ASSIGNMENT: Would you repeat the whole listing exactly, pictures excluded?

Start of Block

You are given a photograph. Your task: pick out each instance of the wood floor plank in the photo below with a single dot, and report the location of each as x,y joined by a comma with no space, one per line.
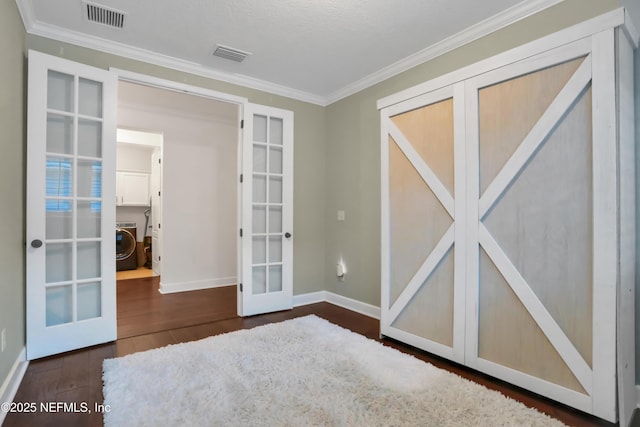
77,376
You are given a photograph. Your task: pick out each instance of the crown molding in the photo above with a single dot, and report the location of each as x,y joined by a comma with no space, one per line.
631,27
496,22
37,28
488,26
25,7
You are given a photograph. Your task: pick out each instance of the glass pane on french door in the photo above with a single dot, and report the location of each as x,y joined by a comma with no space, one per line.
267,203
73,199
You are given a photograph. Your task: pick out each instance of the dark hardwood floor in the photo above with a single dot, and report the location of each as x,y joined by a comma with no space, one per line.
143,310
76,377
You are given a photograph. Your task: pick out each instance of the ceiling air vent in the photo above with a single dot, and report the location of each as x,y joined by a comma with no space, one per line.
230,53
104,15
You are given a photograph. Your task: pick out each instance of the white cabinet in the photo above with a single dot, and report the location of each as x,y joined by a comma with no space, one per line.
504,202
132,189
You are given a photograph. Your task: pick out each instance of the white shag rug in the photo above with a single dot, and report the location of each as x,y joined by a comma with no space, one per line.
301,372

End of Block

RESPONSE TO THIS EXERCISE:
You are given a photograph. Your task: pick out each instance of the wood floor plank in the photo below with a single dot, and report the location of each as x,y joined by a comma with no space, one per line.
77,376
You are given a photograph. Your task: pick out each instance of the crown molding in the photo above with a single dot, and report the location of each as x,y joined by a comma with no space, one per line.
631,27
496,22
37,28
488,26
25,7
You are given a photograph. Your task: pick out each instance of the glass pane on french door in the photo above with a single dot, and report the location of each as x,y joined by a comma with no space, one per line.
267,203
73,199
You are given a photograph. Your task: pick out each instance of the dark hardwood floor in the photo above with a single dot, and report the location of each as x,y joined by a comma with no space, one per line.
143,310
76,377
You are given a photograph. Your task: pick out each instance of the ceiling air vent in the photo above with a single dot, and report the location of each as x,y joined by a comma with no space, one per line.
230,53
104,15
You are given a photograph. Your task: pick out each instance of the white cabinet in the photo above with a single dot, and report the location of each as x,y joined by a comma with no space, one per line.
504,202
132,189
You are given a photograph. Your task: pick out each instance of the white shag rug in the photo above with a single dot, and report the location of each as x,y joined by a comma with no space, one per line.
301,372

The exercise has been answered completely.